* _What the task asks_:
This exercise calls for all the entries that follow to be set down exactly, without their images.
[Input records]
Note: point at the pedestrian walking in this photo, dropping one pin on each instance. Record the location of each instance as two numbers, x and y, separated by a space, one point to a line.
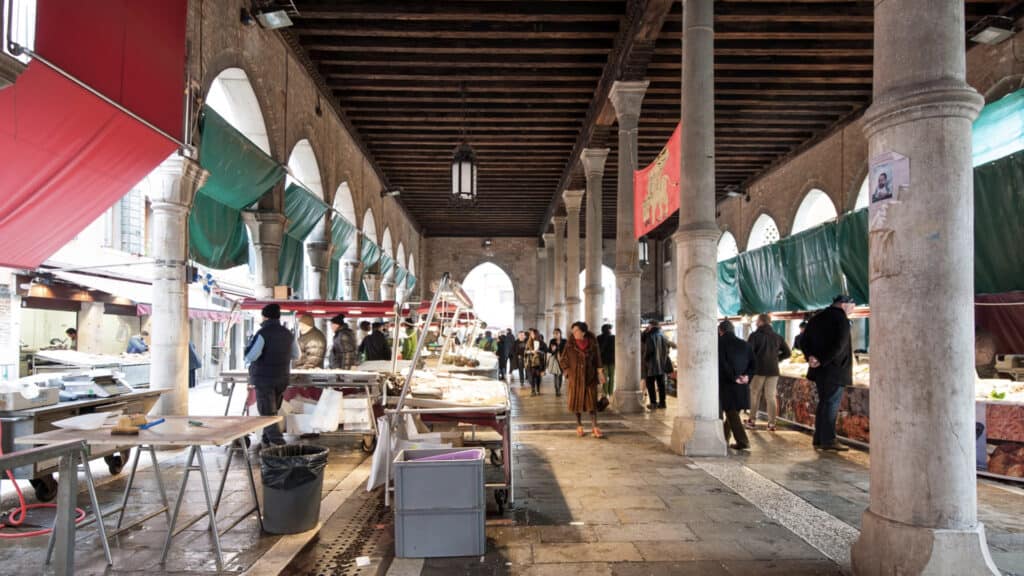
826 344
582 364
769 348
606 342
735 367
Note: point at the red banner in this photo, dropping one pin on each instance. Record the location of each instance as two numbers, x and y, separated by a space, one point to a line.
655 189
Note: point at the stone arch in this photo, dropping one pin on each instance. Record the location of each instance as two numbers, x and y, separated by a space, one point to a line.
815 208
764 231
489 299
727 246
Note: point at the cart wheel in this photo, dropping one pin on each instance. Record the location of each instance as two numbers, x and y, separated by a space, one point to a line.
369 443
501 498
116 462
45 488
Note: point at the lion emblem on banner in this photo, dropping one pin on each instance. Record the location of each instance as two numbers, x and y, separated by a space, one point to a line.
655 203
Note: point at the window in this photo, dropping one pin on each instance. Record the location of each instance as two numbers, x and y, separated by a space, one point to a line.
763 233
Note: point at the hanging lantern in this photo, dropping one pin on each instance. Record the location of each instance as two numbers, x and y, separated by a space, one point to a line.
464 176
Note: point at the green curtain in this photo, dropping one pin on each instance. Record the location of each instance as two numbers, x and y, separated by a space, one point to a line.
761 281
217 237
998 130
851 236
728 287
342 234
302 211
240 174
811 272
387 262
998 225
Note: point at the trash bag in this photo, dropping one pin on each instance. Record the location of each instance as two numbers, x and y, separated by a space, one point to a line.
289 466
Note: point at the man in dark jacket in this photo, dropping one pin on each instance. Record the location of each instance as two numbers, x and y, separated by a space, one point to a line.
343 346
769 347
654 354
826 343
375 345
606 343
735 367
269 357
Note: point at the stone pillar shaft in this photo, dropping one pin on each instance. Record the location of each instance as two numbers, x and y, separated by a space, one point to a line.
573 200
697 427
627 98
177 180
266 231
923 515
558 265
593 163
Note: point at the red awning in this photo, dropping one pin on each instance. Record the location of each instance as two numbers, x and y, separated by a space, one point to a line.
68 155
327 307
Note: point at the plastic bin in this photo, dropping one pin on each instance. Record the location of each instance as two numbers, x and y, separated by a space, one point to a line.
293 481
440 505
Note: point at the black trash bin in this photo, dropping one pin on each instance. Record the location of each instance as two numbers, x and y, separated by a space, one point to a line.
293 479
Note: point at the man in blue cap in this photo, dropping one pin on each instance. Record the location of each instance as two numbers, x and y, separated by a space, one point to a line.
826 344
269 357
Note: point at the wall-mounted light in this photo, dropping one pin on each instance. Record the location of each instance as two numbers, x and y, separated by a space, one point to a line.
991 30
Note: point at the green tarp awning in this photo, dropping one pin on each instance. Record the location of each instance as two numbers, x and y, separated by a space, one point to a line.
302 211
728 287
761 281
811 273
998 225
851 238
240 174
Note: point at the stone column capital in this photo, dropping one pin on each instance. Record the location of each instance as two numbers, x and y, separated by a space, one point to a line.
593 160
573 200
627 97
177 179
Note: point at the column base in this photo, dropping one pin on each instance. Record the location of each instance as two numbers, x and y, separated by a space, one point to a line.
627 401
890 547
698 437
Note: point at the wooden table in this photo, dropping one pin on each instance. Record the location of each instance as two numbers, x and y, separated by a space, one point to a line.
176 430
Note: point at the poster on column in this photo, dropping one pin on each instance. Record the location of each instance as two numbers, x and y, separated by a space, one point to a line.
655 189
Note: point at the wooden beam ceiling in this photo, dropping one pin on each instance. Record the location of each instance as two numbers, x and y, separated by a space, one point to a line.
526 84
[/Input records]
* _Exercise output_:
Note: point at the pedestrian walking in this photo, dropping one pin on each instance. Record the location of each instance as two numbers, x and y, separated by a space, one point to a line.
826 344
582 364
769 348
606 342
735 367
Note: point at the red banner in this photo, dropping one pin on each instance. Record the location of each instance as two numbers, x and y, separated by a space, one point to a line.
655 189
Note: point at the stone arch in this photo, dropping one pin on each instance. Record the location of each instance as two numbers, x and y, separated by a space, one point to a line.
815 208
764 231
489 299
727 246
Note: point at the cart wheel in this photo, dropping one pin on each instance. Record the location of each instance as two numbers, x and y, separated by a space, one point to a line.
369 443
501 498
116 462
45 488
Note: point at the lion emblem on banner in this photo, dropping one pin on each instance. Record the location of each instance as two numbers, x and y, separated by a space, one point to a line.
655 203
Note: point at the window in this photo, dropping one pin on each instance. Record the location of each instance as two numbers, x and y, separated by a space, one point to a line.
763 233
Note: point at the hanging lantern in this photo, dropping one pin on each instance. Record the location of each instance as two numbers, x and y, separated by a space, one point to a line.
464 176
Note: point at the green curtain in this photo, dropping one pin on each instance. Record the location of each instance as two numbers, x and y, separated by a space, one point to a line.
761 281
217 237
998 130
851 236
728 287
342 234
302 211
240 174
811 272
387 262
998 225
Note: point at the trash bag in this photo, dropping one pin on each instance. Record the location of each instance as two numbers, x and y, separated by a space, one point to a line.
289 466
Note: point at the man in dark jacket in this photo, dropping one pin on each instance. Record the location of each instance as two numbers, x and y, separated by a space, one point to a line.
343 346
769 347
654 354
826 343
375 345
606 343
735 367
269 357
Note: point at the stone pillar shaft in this photo, dropping one pin on each instance. Record the location of each instance as two numbers, x and y, separated by a space, one point to a line.
573 200
697 427
627 98
177 180
266 231
923 515
558 265
593 163
Note: point at the red awning in this photo, dropping one pin on each instance. Record the location of each instance as two numbers, x and y, separated by a space, one point to a line.
68 155
327 307
Note: point at the plastic bin in this photo, dropping one pin on each instance. Record the location of each instance as two numbers, x and y, separated by a space, one point to a line.
293 481
440 505
Note: point at the black trash bin in this photo, dropping one pin on each instance. Record the location of each instance as two numbers, x and y, separated by a space, one point to a line.
293 479
Note: point at the man in blue cap in this photo, dropping one pin on each instance. Record the location of each instance as two numbers, x and y, separated by a space, one point to a line.
826 344
269 357
Note: point at the wall-mounted light in this photo, dropping one pin on each instance. Record the location of each instance as two numbers, x and y, separated by a space, one point to a line.
991 30
Note: point at the green tarp awning in this photo, dropping one pin on each instance. Record the location of each instance as two numbers, x and y, separated by a space, one point to a line.
302 211
728 287
761 281
811 273
998 225
851 238
240 174
Note: point at the stone column capital in this photo, dropping one pin on each instance. Record the location of each instance as two numbers, x and y, separated by a space, one point to a line.
593 160
573 200
627 97
177 179
Note: point at the column base in this photo, dropping one pin on each instance. Record the location of each instance as two numbers, x and y, separated by a space, one point to a line.
627 401
890 547
698 437
Note: point at the wooden table in this photo, dropping one pin on each instance. Record the location of each instance as two numbers, x and y, separated by a space, one point to a line.
176 430
Note: point at the poster on column in this photo, dropping one pin on each instance. Record the location of each instance as two numbers, x and y, separated by a space, one point to a line.
655 189
Note: point at the wooden beam ceiling in this photo, dropping one pin on each instance. Record the location of each instance as two numbers, x and y, separated by a space, one point to a line.
526 84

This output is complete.